- _Text segment_:
--- BEGIN ---
= IEC 60364 =

International standard on electrical installations of buildings

IEC 60364 Low-voltage electrical installations is the International Electrotechnical Commission (IEC)'s international standard series on low-voltage electrical installations. This standard is an attempt to harmonize national wiring standards in an IEC standard and is published in the European Union by CENELEC as "HD 60364". The latest versions of many European wiring regulations (e.g., BS 7671 in the UK) follow the section structure of IEC 60364 very closely, but contain additional language to cater for historic national practice and to simplify field use and determination of compliance by electricians and inspectors. National codes and site guides are meant to attain the common objectives of IEC 60364, and provide rules in a form that allows for guidance of persons installing and inspecting electrical systems.
--- END ---
- _Data section_:
--- BEGIN ---
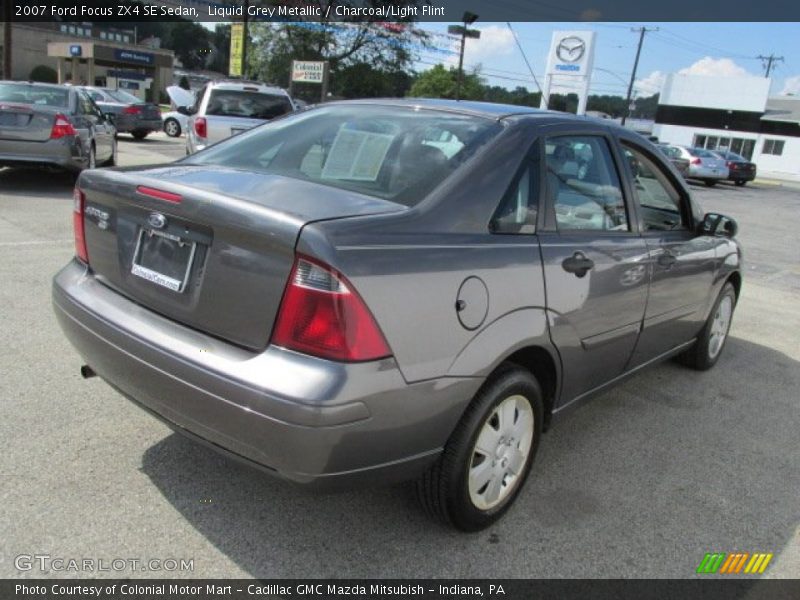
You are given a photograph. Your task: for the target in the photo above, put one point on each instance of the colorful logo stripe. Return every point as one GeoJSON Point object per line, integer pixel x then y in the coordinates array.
{"type": "Point", "coordinates": [734, 563]}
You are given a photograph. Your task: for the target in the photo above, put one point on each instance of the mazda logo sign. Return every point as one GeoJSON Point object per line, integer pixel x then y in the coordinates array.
{"type": "Point", "coordinates": [157, 220]}
{"type": "Point", "coordinates": [571, 49]}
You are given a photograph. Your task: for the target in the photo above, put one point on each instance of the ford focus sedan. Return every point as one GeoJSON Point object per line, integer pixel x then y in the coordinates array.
{"type": "Point", "coordinates": [377, 291]}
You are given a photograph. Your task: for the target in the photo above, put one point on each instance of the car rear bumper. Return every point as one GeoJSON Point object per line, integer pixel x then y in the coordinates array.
{"type": "Point", "coordinates": [308, 420]}
{"type": "Point", "coordinates": [64, 152]}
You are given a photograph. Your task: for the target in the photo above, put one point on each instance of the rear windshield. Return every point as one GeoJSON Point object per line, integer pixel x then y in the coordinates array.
{"type": "Point", "coordinates": [253, 105]}
{"type": "Point", "coordinates": [394, 153]}
{"type": "Point", "coordinates": [121, 96]}
{"type": "Point", "coordinates": [33, 94]}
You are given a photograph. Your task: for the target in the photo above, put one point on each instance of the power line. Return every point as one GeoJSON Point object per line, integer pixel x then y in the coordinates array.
{"type": "Point", "coordinates": [642, 31]}
{"type": "Point", "coordinates": [769, 62]}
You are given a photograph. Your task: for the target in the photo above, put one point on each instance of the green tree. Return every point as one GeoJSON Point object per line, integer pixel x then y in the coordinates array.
{"type": "Point", "coordinates": [438, 82]}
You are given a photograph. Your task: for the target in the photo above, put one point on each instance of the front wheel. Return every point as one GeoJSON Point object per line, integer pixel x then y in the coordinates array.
{"type": "Point", "coordinates": [487, 459]}
{"type": "Point", "coordinates": [172, 128]}
{"type": "Point", "coordinates": [707, 349]}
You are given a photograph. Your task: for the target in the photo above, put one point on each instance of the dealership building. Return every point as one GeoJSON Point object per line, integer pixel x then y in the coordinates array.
{"type": "Point", "coordinates": [90, 54]}
{"type": "Point", "coordinates": [735, 114]}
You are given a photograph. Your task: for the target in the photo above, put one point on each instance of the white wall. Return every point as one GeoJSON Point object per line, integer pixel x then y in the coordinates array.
{"type": "Point", "coordinates": [787, 165]}
{"type": "Point", "coordinates": [730, 93]}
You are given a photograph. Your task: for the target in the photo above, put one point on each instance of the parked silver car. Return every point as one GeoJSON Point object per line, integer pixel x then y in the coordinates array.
{"type": "Point", "coordinates": [374, 291]}
{"type": "Point", "coordinates": [703, 164]}
{"type": "Point", "coordinates": [129, 113]}
{"type": "Point", "coordinates": [53, 125]}
{"type": "Point", "coordinates": [225, 108]}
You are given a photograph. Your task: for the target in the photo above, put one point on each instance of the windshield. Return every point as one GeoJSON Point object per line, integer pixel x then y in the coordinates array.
{"type": "Point", "coordinates": [242, 103]}
{"type": "Point", "coordinates": [122, 96]}
{"type": "Point", "coordinates": [33, 94]}
{"type": "Point", "coordinates": [395, 153]}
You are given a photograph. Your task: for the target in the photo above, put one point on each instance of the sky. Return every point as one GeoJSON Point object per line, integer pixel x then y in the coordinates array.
{"type": "Point", "coordinates": [718, 49]}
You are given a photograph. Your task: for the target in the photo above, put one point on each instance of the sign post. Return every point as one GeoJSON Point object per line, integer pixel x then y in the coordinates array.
{"type": "Point", "coordinates": [310, 71]}
{"type": "Point", "coordinates": [237, 50]}
{"type": "Point", "coordinates": [571, 58]}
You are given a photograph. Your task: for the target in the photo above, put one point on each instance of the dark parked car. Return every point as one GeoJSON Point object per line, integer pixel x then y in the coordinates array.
{"type": "Point", "coordinates": [130, 114]}
{"type": "Point", "coordinates": [374, 291]}
{"type": "Point", "coordinates": [54, 126]}
{"type": "Point", "coordinates": [740, 170]}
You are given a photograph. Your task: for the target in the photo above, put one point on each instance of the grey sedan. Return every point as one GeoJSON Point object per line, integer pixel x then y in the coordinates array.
{"type": "Point", "coordinates": [53, 125]}
{"type": "Point", "coordinates": [376, 291]}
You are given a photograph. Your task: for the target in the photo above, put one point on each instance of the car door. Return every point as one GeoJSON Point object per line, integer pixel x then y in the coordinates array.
{"type": "Point", "coordinates": [681, 262]}
{"type": "Point", "coordinates": [594, 259]}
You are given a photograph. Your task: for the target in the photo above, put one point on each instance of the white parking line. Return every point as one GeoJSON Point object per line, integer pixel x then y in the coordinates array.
{"type": "Point", "coordinates": [35, 243]}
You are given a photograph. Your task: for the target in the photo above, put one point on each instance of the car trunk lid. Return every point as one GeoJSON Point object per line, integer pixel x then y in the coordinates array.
{"type": "Point", "coordinates": [209, 247]}
{"type": "Point", "coordinates": [24, 122]}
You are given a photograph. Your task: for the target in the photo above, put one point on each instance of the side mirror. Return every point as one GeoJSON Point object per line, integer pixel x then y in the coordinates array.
{"type": "Point", "coordinates": [717, 224]}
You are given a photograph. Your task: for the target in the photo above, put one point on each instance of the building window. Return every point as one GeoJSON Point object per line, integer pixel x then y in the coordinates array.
{"type": "Point", "coordinates": [773, 147]}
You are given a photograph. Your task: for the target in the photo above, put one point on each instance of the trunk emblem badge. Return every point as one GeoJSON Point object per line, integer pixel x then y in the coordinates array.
{"type": "Point", "coordinates": [157, 220]}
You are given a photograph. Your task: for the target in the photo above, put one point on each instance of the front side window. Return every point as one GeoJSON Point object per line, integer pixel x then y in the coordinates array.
{"type": "Point", "coordinates": [252, 105]}
{"type": "Point", "coordinates": [583, 184]}
{"type": "Point", "coordinates": [659, 201]}
{"type": "Point", "coordinates": [395, 153]}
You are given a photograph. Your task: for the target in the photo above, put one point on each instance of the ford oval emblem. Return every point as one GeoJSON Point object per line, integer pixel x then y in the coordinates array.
{"type": "Point", "coordinates": [157, 220]}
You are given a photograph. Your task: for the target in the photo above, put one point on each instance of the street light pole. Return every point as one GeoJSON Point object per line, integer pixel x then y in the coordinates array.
{"type": "Point", "coordinates": [468, 19]}
{"type": "Point", "coordinates": [642, 31]}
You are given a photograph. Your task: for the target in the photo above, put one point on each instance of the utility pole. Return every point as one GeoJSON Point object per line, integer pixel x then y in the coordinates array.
{"type": "Point", "coordinates": [245, 19]}
{"type": "Point", "coordinates": [769, 63]}
{"type": "Point", "coordinates": [468, 18]}
{"type": "Point", "coordinates": [642, 31]}
{"type": "Point", "coordinates": [7, 40]}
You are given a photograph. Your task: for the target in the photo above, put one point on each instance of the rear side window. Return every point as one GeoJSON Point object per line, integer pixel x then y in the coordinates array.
{"type": "Point", "coordinates": [252, 105]}
{"type": "Point", "coordinates": [33, 94]}
{"type": "Point", "coordinates": [391, 152]}
{"type": "Point", "coordinates": [660, 202]}
{"type": "Point", "coordinates": [583, 184]}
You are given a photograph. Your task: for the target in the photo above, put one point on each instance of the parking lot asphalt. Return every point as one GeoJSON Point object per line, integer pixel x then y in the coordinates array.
{"type": "Point", "coordinates": [641, 482]}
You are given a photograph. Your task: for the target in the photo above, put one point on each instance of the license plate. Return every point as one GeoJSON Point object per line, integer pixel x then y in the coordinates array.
{"type": "Point", "coordinates": [163, 259]}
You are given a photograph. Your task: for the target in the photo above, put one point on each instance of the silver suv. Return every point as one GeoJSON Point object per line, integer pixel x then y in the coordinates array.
{"type": "Point", "coordinates": [225, 108]}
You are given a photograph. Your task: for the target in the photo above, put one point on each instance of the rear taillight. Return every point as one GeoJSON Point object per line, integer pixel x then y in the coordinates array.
{"type": "Point", "coordinates": [322, 315]}
{"type": "Point", "coordinates": [78, 206]}
{"type": "Point", "coordinates": [200, 127]}
{"type": "Point", "coordinates": [62, 127]}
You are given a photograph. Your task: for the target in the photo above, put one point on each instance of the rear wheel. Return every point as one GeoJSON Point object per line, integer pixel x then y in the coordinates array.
{"type": "Point", "coordinates": [172, 128]}
{"type": "Point", "coordinates": [708, 347]}
{"type": "Point", "coordinates": [487, 459]}
{"type": "Point", "coordinates": [113, 158]}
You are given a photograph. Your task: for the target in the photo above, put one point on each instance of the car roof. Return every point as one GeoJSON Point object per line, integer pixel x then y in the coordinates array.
{"type": "Point", "coordinates": [238, 84]}
{"type": "Point", "coordinates": [488, 110]}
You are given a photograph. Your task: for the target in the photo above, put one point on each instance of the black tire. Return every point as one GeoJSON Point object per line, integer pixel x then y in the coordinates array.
{"type": "Point", "coordinates": [172, 127]}
{"type": "Point", "coordinates": [700, 355]}
{"type": "Point", "coordinates": [443, 490]}
{"type": "Point", "coordinates": [111, 162]}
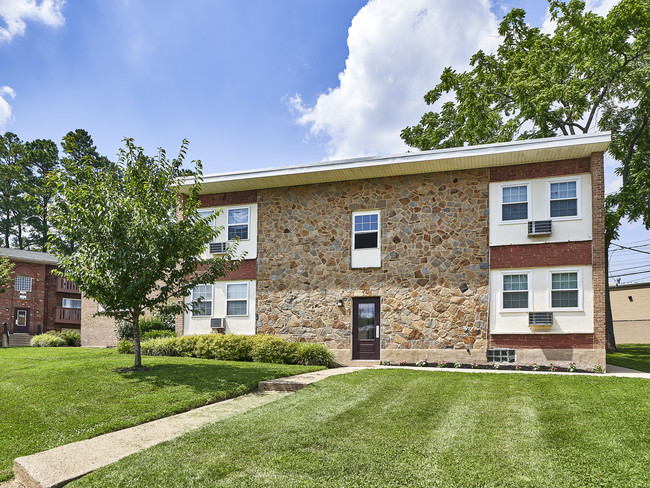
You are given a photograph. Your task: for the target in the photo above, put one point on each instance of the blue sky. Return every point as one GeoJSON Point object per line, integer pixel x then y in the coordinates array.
{"type": "Point", "coordinates": [250, 84]}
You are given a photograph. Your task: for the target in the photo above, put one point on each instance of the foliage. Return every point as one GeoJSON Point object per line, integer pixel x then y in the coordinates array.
{"type": "Point", "coordinates": [138, 239]}
{"type": "Point", "coordinates": [49, 339]}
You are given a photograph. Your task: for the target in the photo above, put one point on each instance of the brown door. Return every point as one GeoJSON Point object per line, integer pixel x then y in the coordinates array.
{"type": "Point", "coordinates": [365, 328]}
{"type": "Point", "coordinates": [21, 320]}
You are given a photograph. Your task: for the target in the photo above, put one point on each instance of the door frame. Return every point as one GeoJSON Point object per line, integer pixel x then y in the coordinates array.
{"type": "Point", "coordinates": [356, 342]}
{"type": "Point", "coordinates": [18, 330]}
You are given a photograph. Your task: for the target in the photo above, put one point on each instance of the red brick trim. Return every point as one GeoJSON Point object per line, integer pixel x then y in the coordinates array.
{"type": "Point", "coordinates": [224, 199]}
{"type": "Point", "coordinates": [543, 341]}
{"type": "Point", "coordinates": [540, 170]}
{"type": "Point", "coordinates": [541, 255]}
--- END ---
- _Exercise goal_: List every standard designation mentioned in the article on IEC 60364.

- _Output of the task_: IEC 60364, HD 60364, BS 7671